• [Your instructions]:
Could you reproduce, exactly as written, every line from the one containing "Category: right photograph of stereo pair" through the last line of the records, and nothing else?

**** Supplied information

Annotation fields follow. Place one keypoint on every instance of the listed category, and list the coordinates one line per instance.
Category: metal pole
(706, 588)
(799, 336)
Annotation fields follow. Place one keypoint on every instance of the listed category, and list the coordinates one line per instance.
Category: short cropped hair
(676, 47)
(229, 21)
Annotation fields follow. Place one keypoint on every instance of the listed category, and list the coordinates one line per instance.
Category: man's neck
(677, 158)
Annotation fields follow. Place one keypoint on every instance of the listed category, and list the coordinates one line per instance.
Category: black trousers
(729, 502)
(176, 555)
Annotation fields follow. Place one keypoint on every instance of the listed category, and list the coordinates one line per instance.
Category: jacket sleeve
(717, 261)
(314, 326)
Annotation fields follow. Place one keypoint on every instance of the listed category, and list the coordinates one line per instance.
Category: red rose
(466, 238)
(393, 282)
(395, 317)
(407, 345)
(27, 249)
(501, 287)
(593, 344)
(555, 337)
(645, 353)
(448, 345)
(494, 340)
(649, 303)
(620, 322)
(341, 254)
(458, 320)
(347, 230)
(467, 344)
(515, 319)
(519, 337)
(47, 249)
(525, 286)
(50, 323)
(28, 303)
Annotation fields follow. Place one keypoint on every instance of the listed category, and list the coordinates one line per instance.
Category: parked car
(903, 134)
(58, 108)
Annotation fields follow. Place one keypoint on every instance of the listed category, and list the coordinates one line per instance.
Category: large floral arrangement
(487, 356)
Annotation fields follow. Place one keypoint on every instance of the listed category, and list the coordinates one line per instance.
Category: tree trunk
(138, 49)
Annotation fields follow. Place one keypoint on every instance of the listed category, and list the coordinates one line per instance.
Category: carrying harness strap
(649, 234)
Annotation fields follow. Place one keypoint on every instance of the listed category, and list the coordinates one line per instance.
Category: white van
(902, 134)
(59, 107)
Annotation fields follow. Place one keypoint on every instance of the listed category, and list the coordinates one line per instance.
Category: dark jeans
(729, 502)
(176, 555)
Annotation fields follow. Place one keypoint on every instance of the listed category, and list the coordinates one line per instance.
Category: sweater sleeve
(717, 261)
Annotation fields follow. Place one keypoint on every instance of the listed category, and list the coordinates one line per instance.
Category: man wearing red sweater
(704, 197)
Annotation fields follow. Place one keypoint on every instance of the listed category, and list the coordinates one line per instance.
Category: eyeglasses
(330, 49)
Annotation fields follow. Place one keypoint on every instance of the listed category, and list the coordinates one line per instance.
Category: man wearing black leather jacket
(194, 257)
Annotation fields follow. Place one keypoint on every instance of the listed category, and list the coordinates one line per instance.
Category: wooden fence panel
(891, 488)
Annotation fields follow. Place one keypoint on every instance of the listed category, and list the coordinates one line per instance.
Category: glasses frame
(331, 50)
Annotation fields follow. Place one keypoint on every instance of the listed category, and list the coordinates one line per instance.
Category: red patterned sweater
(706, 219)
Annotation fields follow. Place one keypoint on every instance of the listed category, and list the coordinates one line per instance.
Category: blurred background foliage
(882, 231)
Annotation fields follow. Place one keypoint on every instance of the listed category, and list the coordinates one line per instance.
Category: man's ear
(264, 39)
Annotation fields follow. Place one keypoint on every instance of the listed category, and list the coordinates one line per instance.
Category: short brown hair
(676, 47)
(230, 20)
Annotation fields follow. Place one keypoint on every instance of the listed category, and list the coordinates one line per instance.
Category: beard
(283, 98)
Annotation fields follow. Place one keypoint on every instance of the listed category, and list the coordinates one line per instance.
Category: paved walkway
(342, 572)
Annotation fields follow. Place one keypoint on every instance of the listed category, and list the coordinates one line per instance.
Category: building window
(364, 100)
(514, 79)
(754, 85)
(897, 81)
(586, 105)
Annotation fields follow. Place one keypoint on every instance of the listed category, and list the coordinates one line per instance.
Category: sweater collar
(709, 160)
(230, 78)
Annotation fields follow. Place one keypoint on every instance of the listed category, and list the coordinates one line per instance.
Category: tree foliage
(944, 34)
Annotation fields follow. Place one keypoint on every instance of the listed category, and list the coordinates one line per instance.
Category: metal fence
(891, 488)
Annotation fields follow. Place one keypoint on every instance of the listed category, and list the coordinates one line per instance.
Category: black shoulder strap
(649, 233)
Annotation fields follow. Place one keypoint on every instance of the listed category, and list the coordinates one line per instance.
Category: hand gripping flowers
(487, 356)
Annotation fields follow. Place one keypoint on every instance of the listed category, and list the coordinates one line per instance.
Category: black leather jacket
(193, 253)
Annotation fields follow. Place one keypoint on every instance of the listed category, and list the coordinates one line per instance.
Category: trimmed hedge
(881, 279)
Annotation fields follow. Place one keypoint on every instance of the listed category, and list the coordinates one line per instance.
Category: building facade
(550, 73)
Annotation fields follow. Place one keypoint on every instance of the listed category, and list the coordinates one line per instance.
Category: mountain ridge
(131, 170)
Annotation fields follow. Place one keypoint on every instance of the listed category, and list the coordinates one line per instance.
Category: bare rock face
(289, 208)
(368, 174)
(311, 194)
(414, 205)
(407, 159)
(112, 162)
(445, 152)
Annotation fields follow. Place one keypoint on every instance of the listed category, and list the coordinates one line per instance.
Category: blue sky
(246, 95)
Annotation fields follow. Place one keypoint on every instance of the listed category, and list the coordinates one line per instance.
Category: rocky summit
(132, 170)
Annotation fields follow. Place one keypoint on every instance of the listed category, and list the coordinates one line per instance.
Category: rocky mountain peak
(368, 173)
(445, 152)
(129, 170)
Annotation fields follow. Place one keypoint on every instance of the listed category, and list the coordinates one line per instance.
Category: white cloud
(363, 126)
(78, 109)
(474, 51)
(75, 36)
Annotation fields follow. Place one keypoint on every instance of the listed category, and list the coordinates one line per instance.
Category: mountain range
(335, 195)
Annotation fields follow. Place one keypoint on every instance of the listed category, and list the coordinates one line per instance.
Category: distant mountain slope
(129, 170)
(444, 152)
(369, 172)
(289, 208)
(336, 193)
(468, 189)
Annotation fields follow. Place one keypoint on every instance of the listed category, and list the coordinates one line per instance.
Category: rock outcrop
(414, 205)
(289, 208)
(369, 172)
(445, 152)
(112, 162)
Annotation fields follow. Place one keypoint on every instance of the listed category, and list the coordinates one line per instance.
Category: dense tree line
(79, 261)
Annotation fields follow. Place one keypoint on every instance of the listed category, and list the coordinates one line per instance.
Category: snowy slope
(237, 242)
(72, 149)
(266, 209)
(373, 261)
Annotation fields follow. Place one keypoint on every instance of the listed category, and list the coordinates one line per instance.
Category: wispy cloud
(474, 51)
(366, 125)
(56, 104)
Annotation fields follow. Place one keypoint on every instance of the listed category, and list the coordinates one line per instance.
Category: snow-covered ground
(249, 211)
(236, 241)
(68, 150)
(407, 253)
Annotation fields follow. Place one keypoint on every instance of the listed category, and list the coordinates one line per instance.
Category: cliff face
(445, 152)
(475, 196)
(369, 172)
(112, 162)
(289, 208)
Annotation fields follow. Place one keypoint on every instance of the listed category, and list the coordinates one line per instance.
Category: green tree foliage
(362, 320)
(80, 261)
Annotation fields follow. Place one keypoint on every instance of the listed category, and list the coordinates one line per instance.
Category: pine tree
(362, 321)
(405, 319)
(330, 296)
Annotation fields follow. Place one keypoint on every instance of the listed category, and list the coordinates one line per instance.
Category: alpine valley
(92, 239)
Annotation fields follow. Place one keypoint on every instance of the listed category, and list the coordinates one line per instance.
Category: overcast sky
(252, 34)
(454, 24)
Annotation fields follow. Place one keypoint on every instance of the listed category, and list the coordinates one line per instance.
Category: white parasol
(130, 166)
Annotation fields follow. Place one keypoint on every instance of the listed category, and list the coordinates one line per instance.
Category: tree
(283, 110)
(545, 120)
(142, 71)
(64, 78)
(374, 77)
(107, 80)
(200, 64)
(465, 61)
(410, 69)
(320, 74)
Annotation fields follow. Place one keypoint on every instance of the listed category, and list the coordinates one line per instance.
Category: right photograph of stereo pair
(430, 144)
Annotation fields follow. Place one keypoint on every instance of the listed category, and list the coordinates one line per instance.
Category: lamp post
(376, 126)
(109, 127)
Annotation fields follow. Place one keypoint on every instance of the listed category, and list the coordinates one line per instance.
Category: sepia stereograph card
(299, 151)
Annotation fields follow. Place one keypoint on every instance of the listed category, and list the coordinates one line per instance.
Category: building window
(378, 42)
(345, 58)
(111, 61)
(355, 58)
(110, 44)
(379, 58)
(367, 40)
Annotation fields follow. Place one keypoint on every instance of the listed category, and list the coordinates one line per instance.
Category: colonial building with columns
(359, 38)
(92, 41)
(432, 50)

********

• [Response to this exercise]:
Category: right photograph of stereo pair
(430, 144)
Annotation fields follow. Place one keypoint on every instance of the listed category, and list the coordinates one line per instance.
Category: lamp post
(376, 126)
(109, 127)
Annotation fields follow. Place one keypoint on every instance of the listed category, and list the coordinates one line per instance.
Category: sepia stereograph card
(299, 151)
Annotation fields follow. Place one keypoint on every instance of the listed category, and list the coordinates one line per instance.
Category: building window
(378, 42)
(345, 58)
(111, 61)
(355, 58)
(110, 44)
(379, 58)
(367, 40)
Annotation fields follow. Place one keypoint on every instance of the listed category, and list the coordinates one line per instance.
Category: colonial building with columns
(359, 38)
(92, 41)
(432, 50)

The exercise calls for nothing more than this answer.